(ЗАДАНИЕ 1)
Выберите из данных все строки, где встречается слово «tray», и перепишите их.
(ЗАДАНИЕ 2)
Подхватите статью о португальской поэзии ХХ века в русских переводах и продолжите её сразу после последнего приведённого предложения.

(ТЕКСТ СТРАНИЦЫ)
☆ ☆ ☆ ☆ ☆ ☆ ☆
Португальская поэзия ХХ в. в русских переводах. Статья Андрея Родосского

Искусство и литература

Португальская поэзия ХХ в. в русских переводах
Автор — Андрей Родосский

Португальская поэзия ХХ столетия представлена в русских переводах не в пример шире, нежели поэзия предшествующих веков. Буквально накануне португальской антифашистской революции, в 1974 г., в московском издательстве «Художественная литература» вышла антология «Португальская поэзия ХХ века», составленная Еленой Георгиевной Голубевой (она же—автор предисловия, справок об авторах и двух переводов из Ф. Пессоа и одного из С. ди Мело Брейнер).

Падение авторитарного режима Салазара—Каэтану, установление дипломатических отношений с СССР и подписания советско-португальского соглашения о сотрудничестве в области науки и культуры (от которого, правда, португальское правительство в одностороннем порядке отказалось в январе 1980 г.)—все это способствовало интересу к современной португальской литературе, в том числе поэзии, в нашей стране. В 1977 г. в замечательной серии «Библиотека всемирной литературы», выходившей в том же издательстве, увидела свет книга «Западноевропейская поэзия ХХ века» (серия III, т. 25). Довольно солидная подборка вошедших в нее стихотворений португальских поэтов открывается тремя произведениями Камилу Песаньи в переводе Марка Евсеевича Самаева (1930—1986), который, по словам Е. В. Витковского, «переводил <…> не только с испанского, но и с португальского (последнее, впрочем, получалось у него существенно хуже)» . Три года спустя издательство «Прогресс» выпустило составленный Еленой Александровной Ряузовой сборник «Из современной португальской поэзии», куда вошли стихи следующих поэтов: Жозе Гомиш Феррейра, Жоржи ди Сена, София ди Мелу Брейнер, Карлуш ди Оливейра и Эужениу ди Андради. Единственным поэтом, удостоившимся индивидуального сборника, оказался Жозе Карлуш Ари душ Сантуш — его «Стихи» вышли в издательстве «Радуга» в 1985 г. — не в последнюю очередь благодаря его принадлежности к Португальской коммунистической партии. Довольного много переводов современной португальской поэзии появлялось в 1970—80-е гг. в периодической печати—в том числе в популярнейшем тогда журнале «Зарубежная литература», где, между прочим, было опубликовано одно стихотворение Жозе Гомиша Феррейры в переводе известной поэтессы Риммы Федоровны Казаковой.
☆ ☆ ☆ ☆ ☆ ☆ ☆
(Фрагменты данных разметки местоположения)
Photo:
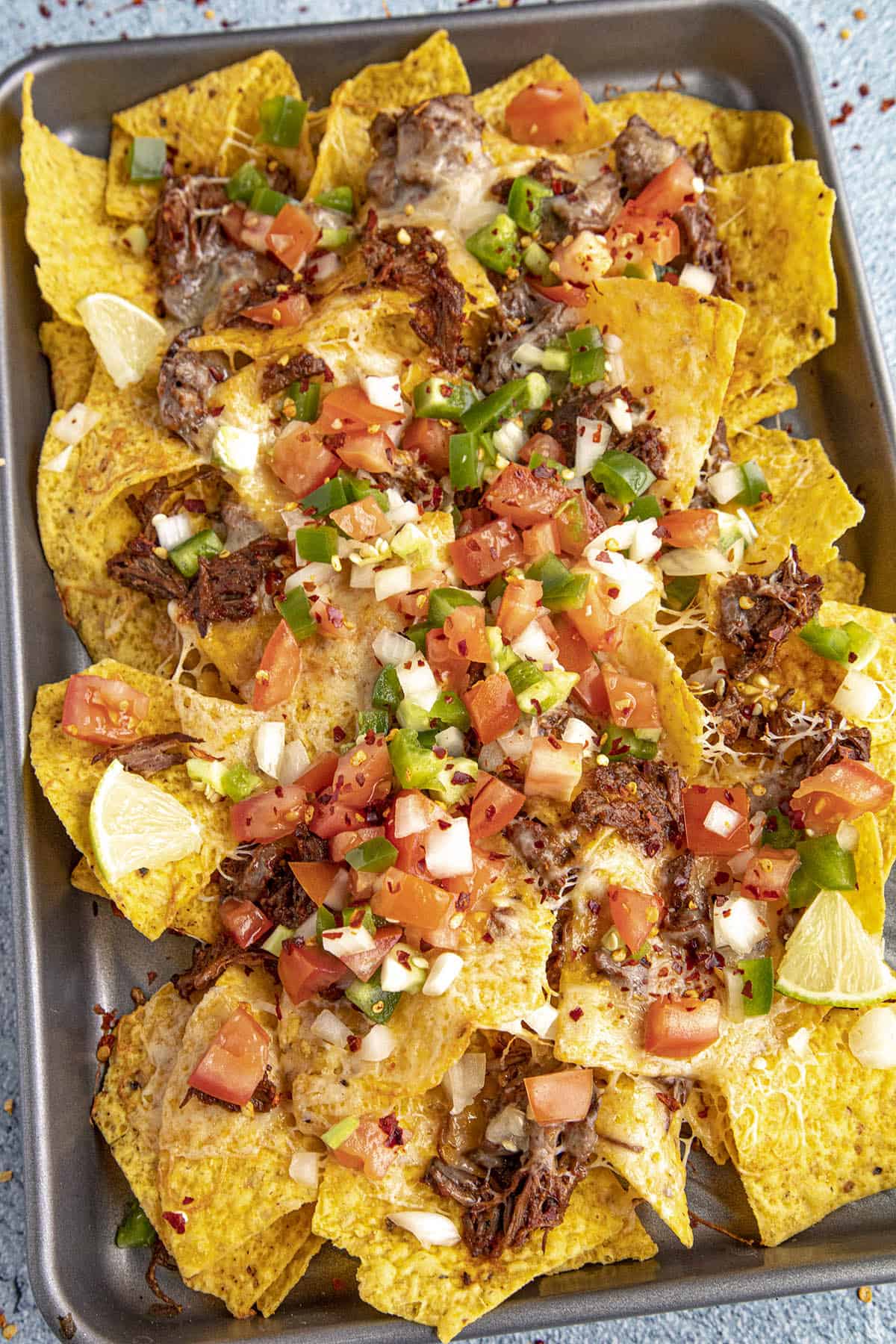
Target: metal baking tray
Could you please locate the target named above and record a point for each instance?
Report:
(73, 953)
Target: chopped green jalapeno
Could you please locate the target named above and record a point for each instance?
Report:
(524, 203)
(147, 158)
(496, 245)
(622, 476)
(281, 120)
(200, 544)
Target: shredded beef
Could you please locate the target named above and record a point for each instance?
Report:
(148, 756)
(756, 613)
(420, 265)
(640, 799)
(422, 148)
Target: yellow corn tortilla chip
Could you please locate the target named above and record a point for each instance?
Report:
(72, 362)
(69, 777)
(810, 1133)
(445, 1287)
(775, 222)
(677, 352)
(640, 1140)
(78, 250)
(810, 503)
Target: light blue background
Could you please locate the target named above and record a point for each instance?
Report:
(867, 57)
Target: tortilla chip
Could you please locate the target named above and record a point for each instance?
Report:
(640, 1140)
(78, 250)
(72, 362)
(69, 777)
(810, 1135)
(810, 503)
(445, 1287)
(677, 352)
(775, 222)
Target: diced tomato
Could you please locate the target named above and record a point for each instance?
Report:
(363, 774)
(430, 440)
(547, 113)
(633, 703)
(243, 921)
(679, 1028)
(289, 311)
(292, 237)
(492, 707)
(768, 873)
(488, 551)
(349, 410)
(494, 804)
(101, 710)
(280, 670)
(697, 801)
(367, 452)
(267, 816)
(314, 878)
(465, 633)
(841, 792)
(449, 668)
(555, 769)
(561, 1097)
(519, 606)
(689, 527)
(301, 461)
(635, 914)
(366, 1151)
(235, 1061)
(524, 497)
(305, 968)
(320, 773)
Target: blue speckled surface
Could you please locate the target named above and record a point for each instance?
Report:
(864, 58)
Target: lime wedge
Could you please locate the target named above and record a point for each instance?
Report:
(124, 336)
(832, 960)
(134, 824)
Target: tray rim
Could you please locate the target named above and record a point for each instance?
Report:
(736, 1284)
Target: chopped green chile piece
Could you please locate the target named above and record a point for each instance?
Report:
(524, 202)
(281, 120)
(496, 245)
(245, 183)
(134, 1229)
(337, 198)
(297, 613)
(374, 855)
(388, 690)
(758, 986)
(187, 556)
(622, 476)
(147, 158)
(376, 1004)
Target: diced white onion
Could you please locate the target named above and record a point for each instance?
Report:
(331, 1028)
(448, 847)
(378, 1045)
(857, 695)
(591, 438)
(304, 1169)
(697, 277)
(77, 423)
(442, 974)
(465, 1080)
(293, 762)
(390, 647)
(267, 745)
(872, 1039)
(429, 1229)
(722, 820)
(393, 581)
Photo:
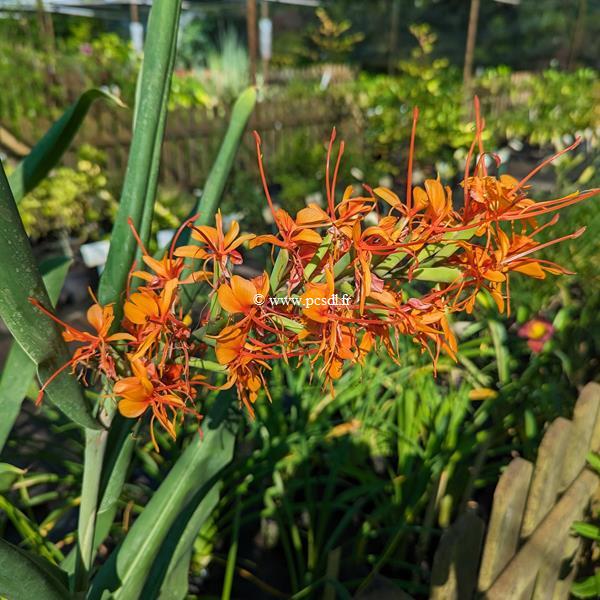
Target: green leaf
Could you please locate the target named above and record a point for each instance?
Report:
(23, 576)
(168, 578)
(19, 371)
(588, 588)
(8, 475)
(140, 183)
(437, 274)
(498, 332)
(281, 263)
(319, 255)
(37, 335)
(594, 461)
(587, 530)
(217, 178)
(191, 478)
(47, 152)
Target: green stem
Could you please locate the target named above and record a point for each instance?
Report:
(232, 554)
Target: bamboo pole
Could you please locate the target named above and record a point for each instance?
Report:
(252, 41)
(470, 48)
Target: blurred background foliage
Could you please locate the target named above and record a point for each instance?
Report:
(375, 473)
☆ ☆ ☆ ☆ ☆ ☆ ☆
(ОТВЕТ К ЗАДАНИЮ 1)
Target: metal baking tray
Target: tray rim

(ОТВЕТ К ЗАДАНИЮ 2)
Вернемся к антологии «Португальская поэзия ХХ века».
Открывается она большой подборкой Фернанду Пессоа, о котором подробно говорилось в главе 3 настоящего издания, за которой следуют стихи не переводившегося дотоле Мариу ди Са Карнейру в переводах Е. В. Витковского и Ю. Петрова. Из других поэтов-модернистов первой величины представлен Жозе Режиу. Три его стихотворения перевела петербургская переводчица Майя Залмановна Квятковская. Следует отдать должное и переводчице, и составительнице: ведь Ж. Режиу известен прежде всего религиозной лирикой, а поэзия такого рода в советское время не очень-то приветствовалась, хотя в 1970-е гг. советское правительство, после хрущевских гонений на Церковь, стала несколько терпимее относиться к религии и верующим. Очень удачным переводом следует признать «Дневник» (O Diário), на котором мы и остановимся.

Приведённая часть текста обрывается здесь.